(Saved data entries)
——

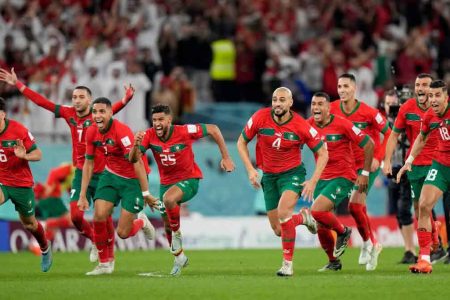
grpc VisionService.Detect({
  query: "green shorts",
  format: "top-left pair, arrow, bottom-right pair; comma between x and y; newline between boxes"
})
423,160 -> 450,193
70,168 -> 102,204
407,165 -> 429,201
158,178 -> 200,215
36,197 -> 68,219
314,177 -> 354,206
0,184 -> 35,217
353,168 -> 380,192
94,170 -> 144,214
261,165 -> 306,211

——

Give every entry back unchanged, with no pictures.

• Result of this task:
grpc VisionService.Detect({
  query: "green shorts",
  format: "top-left pair, arrow, bottom-right pair; comma between x and y; newline between boxes"
})
423,160 -> 450,193
70,168 -> 102,204
407,165 -> 429,201
158,178 -> 200,215
36,197 -> 68,219
314,177 -> 354,206
0,184 -> 35,217
353,168 -> 380,192
94,170 -> 144,214
261,165 -> 306,211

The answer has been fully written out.